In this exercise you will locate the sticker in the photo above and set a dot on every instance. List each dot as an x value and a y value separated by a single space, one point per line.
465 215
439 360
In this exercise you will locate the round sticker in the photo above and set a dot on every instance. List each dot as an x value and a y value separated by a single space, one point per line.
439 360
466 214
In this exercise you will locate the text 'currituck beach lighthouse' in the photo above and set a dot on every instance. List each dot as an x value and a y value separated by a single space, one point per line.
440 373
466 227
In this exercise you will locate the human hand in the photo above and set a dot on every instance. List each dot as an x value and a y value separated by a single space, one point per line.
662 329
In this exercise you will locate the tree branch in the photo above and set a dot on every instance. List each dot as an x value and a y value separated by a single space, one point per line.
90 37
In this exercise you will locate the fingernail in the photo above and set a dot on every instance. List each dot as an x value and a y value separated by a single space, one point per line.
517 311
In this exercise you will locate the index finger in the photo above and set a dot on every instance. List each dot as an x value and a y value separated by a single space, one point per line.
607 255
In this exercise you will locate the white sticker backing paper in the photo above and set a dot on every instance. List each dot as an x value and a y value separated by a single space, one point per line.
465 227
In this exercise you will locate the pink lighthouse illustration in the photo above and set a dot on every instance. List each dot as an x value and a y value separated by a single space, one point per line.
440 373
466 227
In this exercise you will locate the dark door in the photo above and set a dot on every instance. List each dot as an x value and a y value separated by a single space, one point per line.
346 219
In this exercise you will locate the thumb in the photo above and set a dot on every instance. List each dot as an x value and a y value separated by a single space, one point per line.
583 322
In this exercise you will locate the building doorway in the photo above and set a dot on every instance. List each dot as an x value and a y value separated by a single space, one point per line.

• • • • •

→ **TAREA PENDIENTE**
Copia todos los registros de arriba sin cambiar nada.

→ **SOLUCIÓN**
In this exercise you will locate the sticker in the photo above and set a dot on every instance. List each dot as an x value and a y value separated by a single space, one point per line.
465 215
439 360
In this exercise you will locate the round sticker in the photo above and set a dot on every instance. List each dot as an x value and a y value separated by a single space, one point per line.
439 360
466 214
In this exercise you will locate the text 'currituck beach lighthouse' in the photo above and set a dot on every instance. List each dot as an x value and a y value separated by a single space, one point per line.
440 373
466 227
In this exercise you will locate the human hand in the photo above and set a dot on every instance. List each dot as an x value and a y value separated by a single space, one point per line.
662 329
In this exercise you will locate the tree branch in the photo above and set a dot on every instance. List each dot as an x value and a y value separated by a single space, one point per line.
90 37
In this exercise you will locate the fingernail in the photo above and set a dot on every instance. List each dot as an x value and a y value separated by a single space, one point per line.
517 311
In this exercise you will locate the index finger in the photo above and set a dot on every instance. List each dot as an x value and a y value separated by a single space, one point per line.
607 255
In this exercise you will locate the white sticker backing paper in the photo above and set a dot on every instance. List each dot as an x value and a y value separated by a single space, one point per line.
465 227
In this exercise you will locate the pink lighthouse illustration in the photo above and set a dot on every instance. List each dot as an x value and a y value separated by a single space, one point per line.
440 373
466 227
In this exercise you will locate the dark door in the photo above and set a dot on every instance. List each dot as an x value and a y value separated by a single space, one point per line.
346 219
In this exercise you will locate the thumb in the photo above and set a dot on every instance. List each dot as an x value and a y value separated by a single space, one point per line.
583 322
In this exercise you will locate the building doorway in the photo above and set a dot on every instance. List each dot as an x value and a y value separated by a single space, one point per line.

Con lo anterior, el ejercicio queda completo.